◆ EXERCISE BRIEF:
Every entry that follows should be output again, word for word.

[GIVEN DATA]

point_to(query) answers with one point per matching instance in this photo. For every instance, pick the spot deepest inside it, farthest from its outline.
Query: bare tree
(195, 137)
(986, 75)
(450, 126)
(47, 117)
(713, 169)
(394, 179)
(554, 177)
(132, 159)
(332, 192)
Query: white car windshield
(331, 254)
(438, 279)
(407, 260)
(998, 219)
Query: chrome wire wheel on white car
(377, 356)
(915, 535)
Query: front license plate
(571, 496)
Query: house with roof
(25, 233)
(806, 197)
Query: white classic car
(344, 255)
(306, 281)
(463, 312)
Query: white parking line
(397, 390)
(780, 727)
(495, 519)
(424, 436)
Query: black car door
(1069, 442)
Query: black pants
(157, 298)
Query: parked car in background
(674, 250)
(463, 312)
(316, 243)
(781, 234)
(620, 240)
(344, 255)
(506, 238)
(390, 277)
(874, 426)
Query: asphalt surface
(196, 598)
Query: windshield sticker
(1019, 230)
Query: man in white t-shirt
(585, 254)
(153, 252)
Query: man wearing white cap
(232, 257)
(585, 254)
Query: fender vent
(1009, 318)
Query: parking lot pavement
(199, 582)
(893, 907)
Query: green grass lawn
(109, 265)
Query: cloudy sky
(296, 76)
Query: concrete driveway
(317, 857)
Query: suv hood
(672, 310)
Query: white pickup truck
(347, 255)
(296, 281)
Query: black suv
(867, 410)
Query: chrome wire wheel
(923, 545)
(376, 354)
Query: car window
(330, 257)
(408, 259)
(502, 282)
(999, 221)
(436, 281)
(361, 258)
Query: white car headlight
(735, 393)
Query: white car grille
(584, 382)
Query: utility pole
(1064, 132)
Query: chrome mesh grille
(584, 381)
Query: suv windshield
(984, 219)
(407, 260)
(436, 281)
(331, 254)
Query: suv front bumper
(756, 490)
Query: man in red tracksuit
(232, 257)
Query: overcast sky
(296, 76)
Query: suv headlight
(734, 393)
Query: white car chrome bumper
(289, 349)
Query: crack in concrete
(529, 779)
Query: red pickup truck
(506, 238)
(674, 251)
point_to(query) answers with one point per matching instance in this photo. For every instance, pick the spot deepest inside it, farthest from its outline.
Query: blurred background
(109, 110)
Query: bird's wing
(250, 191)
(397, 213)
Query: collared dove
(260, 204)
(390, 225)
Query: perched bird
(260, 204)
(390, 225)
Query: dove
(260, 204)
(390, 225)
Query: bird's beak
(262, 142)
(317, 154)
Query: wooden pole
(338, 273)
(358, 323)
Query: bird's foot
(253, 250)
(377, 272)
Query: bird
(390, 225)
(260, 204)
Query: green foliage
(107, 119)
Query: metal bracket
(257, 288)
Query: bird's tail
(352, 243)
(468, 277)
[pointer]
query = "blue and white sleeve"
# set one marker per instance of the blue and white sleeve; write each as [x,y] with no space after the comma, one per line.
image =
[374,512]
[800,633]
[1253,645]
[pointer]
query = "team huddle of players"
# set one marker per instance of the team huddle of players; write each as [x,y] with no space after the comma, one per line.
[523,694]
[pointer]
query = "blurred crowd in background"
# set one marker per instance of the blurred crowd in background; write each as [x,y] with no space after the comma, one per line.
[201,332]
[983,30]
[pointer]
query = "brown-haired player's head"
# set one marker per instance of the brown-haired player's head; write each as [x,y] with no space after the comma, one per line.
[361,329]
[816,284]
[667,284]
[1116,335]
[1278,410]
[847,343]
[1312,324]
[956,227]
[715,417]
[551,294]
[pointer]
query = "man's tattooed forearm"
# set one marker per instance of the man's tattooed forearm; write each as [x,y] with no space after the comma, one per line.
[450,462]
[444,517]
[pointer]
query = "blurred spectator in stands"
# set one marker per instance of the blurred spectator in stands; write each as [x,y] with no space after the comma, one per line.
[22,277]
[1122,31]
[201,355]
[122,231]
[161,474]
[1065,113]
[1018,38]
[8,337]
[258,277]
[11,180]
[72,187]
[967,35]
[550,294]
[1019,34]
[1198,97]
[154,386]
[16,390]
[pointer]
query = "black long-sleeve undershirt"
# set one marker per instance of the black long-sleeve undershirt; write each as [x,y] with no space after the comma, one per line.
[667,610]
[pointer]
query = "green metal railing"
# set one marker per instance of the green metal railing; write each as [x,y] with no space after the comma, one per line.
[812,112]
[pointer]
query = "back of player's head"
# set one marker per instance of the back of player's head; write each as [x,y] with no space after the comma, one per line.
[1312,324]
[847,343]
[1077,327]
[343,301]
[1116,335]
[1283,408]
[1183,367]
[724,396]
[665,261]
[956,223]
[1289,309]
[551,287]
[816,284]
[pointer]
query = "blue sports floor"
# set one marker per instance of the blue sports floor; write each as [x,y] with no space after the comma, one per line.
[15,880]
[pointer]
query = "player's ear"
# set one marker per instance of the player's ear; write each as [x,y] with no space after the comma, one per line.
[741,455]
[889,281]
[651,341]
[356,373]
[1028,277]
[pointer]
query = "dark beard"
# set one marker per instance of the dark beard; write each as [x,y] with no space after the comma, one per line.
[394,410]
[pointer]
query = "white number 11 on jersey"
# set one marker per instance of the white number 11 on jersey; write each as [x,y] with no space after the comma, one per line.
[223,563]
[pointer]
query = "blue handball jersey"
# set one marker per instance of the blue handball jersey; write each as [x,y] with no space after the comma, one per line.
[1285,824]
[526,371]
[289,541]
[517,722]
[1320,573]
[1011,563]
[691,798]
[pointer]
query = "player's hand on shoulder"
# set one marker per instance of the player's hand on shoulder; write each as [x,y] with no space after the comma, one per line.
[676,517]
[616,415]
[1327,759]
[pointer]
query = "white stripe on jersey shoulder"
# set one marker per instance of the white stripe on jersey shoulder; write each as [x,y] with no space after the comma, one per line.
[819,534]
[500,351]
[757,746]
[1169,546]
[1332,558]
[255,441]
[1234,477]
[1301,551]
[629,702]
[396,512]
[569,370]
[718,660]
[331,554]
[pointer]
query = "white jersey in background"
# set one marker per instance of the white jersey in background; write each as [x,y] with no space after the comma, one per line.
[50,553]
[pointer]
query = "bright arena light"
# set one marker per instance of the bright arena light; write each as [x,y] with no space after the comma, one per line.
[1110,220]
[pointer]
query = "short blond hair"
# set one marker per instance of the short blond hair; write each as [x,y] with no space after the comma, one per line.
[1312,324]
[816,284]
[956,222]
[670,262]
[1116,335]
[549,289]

[/GIVEN DATA]

◆ FINISHED TASK:
point_to(query) answers with one point per matching instance in this photo. For every instance, pick the spot deepest inside it, farthest from its outline.
Query: bare tree
(195, 137)
(986, 75)
(450, 126)
(47, 117)
(713, 169)
(394, 179)
(554, 177)
(132, 159)
(332, 192)
Query: white car windshield
(331, 254)
(438, 279)
(407, 260)
(998, 219)
Query: chrome wire wheel on white car
(377, 356)
(915, 535)
Query: front license plate
(571, 496)
Query: house with roof
(25, 233)
(806, 197)
Query: white classic car
(344, 255)
(306, 281)
(463, 312)
Query: white parking line
(397, 390)
(780, 727)
(495, 519)
(424, 436)
Query: black car door
(1069, 442)
Query: black pants
(157, 298)
Query: parked car in background
(674, 250)
(463, 312)
(316, 243)
(781, 234)
(620, 240)
(344, 255)
(506, 238)
(390, 277)
(874, 426)
Query: asphalt surface
(196, 598)
Query: windshield sticker
(1019, 230)
Query: man in white t-shirt
(585, 254)
(153, 252)
Query: man wearing white cap
(232, 257)
(585, 254)
Query: fender vent
(1009, 318)
Query: parking lot pavement
(199, 582)
(893, 907)
Query: green grass lawn
(109, 265)
Query: cloudy sky
(296, 76)
Query: concrete driveway
(317, 857)
Query: suv hood
(672, 310)
Query: white pickup truck
(347, 255)
(296, 281)
Query: black suv
(867, 410)
Query: chrome wire wheel
(923, 545)
(376, 354)
Query: car window
(330, 257)
(408, 259)
(502, 282)
(999, 221)
(436, 281)
(361, 258)
Query: white car headlight
(735, 393)
Query: white car grille
(584, 382)
Query: utility pole
(1064, 132)
Query: chrome mesh grille
(584, 381)
Query: suv windshield
(984, 219)
(407, 260)
(436, 281)
(331, 254)
Query: suv front bumper
(756, 490)
Query: man in red tracksuit
(232, 257)
Query: overcast sky
(296, 76)
Query: suv headlight
(734, 393)
Query: white car chrome bumper
(289, 349)
Query: crack in concrete
(529, 779)
Query: red pickup truck
(506, 238)
(674, 251)
point_to(query) answers with one point per matching instance in this photo. For every instance, pick the spot deepest inside it, farthest from its outline.
Query: blurred background
(109, 110)
Query: bird's wing
(250, 191)
(397, 213)
Query: collared dove
(260, 204)
(390, 225)
Query: perched bird
(260, 204)
(390, 225)
Query: dove
(260, 204)
(390, 225)
Query: bird's beak
(262, 142)
(317, 154)
Query: wooden pole
(338, 273)
(358, 323)
Query: bird's foot
(253, 250)
(377, 272)
Query: bird
(390, 225)
(260, 204)
Query: green foliage
(107, 119)
Query: metal bracket
(257, 288)
Query: bird's tail
(352, 243)
(468, 277)
[pointer]
query = "blue and white sleeve"
# set one marker per instance of the blue and white sleeve; write each as [x,y] with no space after the comma, one per line.
image =
[374,512]
[800,633]
[1253,645]
[pointer]
query = "team huddle of players"
# set one marker per instance of the team huddle of players; write each as [x,y] with no space after the comma, one per line.
[523,694]
[pointer]
query = "blurred crowd in background"
# set one marker per instance of the blurred crowd in background; write each as [x,y] with no space after the comma, one per line.
[201,332]
[983,30]
[pointer]
query = "brown-haired player's head"
# set one marker per instance of the brown-haired player's head; write each as [x,y] with no space after the comma, one per line.
[361,329]
[816,284]
[667,284]
[1116,335]
[1278,410]
[847,343]
[1312,324]
[956,227]
[715,417]
[551,294]
[pointer]
query = "man's tattooed forearm"
# set one marker per instance of the man's tattooed forearm; write each as [x,y] with no space after the comma, one per line.
[450,462]
[444,517]
[pointer]
query = "blurred spectator in stands"
# set one marker per instance of the blurred spectator in stands; write each as [x,y] with no space after the comma, one per line.
[22,277]
[1122,31]
[201,355]
[122,231]
[161,474]
[1065,113]
[1018,38]
[8,337]
[258,277]
[11,180]
[72,187]
[967,35]
[550,294]
[1019,34]
[1198,97]
[154,386]
[16,390]
[pointer]
query = "black long-sleeve undershirt"
# set one marker per instance of the black long-sleeve undershirt; write each as [x,y] with no space after the comma, one per line.
[667,610]
[pointer]
query = "green metal railing"
# set one marker per instance of the green metal railing; write each as [x,y] with no space after the comma, one per line.
[812,112]
[pointer]
query = "back of player's head"
# set one marker per instance of the back of player's head; write each as [x,y] with no space after the comma, one per line.
[1312,324]
[847,343]
[1077,327]
[343,301]
[1116,335]
[1283,408]
[1183,367]
[724,396]
[665,261]
[956,223]
[1289,309]
[551,287]
[816,284]
[pointer]
query = "blue sports floor"
# set one marker per instance of the blue sports floor; write each as [x,y] with no space after the comma, one per line.
[15,880]
[pointer]
query = "player's ear"
# set one marker per instance of the player's ear; write each as [x,y] with no space after the comma, one per line.
[741,455]
[889,281]
[651,341]
[356,373]
[1028,277]
[pointer]
query = "dark beard"
# set one marker per instance of the dark beard; write each as [x,y] with no space after the comma, one per line.
[394,410]
[pointer]
query = "white number 11 on jersey"
# set one marker per instance of the white number 11 on jersey; write each as [x,y] with no space after the comma, one per line.
[223,563]
[pointer]
query = "blue handball jersey"
# set one marker per instance of the blue handball jersey; write each as [x,y] with no space after the comma, one per line.
[1285,824]
[526,371]
[289,541]
[517,722]
[1320,573]
[1011,563]
[691,798]
[pointer]
query = "player's hand on shoulder"
# set one marker per instance of the player's hand on shoulder; write each as [x,y] with no space after the comma, one per line.
[676,517]
[616,415]
[1327,759]
[pointer]
query = "white stripe on jersey shoulder"
# set one marker per instance of the white stripe on jersey shoulder; write each as [x,y] with no space after the comma, one per line.
[819,534]
[500,351]
[757,746]
[1169,546]
[1332,558]
[255,441]
[1234,477]
[1301,551]
[629,702]
[396,512]
[569,370]
[718,660]
[331,554]
[pointer]
query = "white jersey in background"
# set one marker per instance of the white jersey in background; write each as [x,y] with no space after the comma, one per line.
[50,553]
[pointer]
query = "bright arena light"
# set one marker per instance of the bright arena light; write each as [x,y] with no space after the comma, one per line.
[1110,220]
[pointer]
query = "short blond hair"
# set one marker per instance of the short blond hair; write each as [x,y] with no space after the comma, one per line.
[1312,324]
[816,284]
[956,222]
[670,262]
[1116,335]
[549,289]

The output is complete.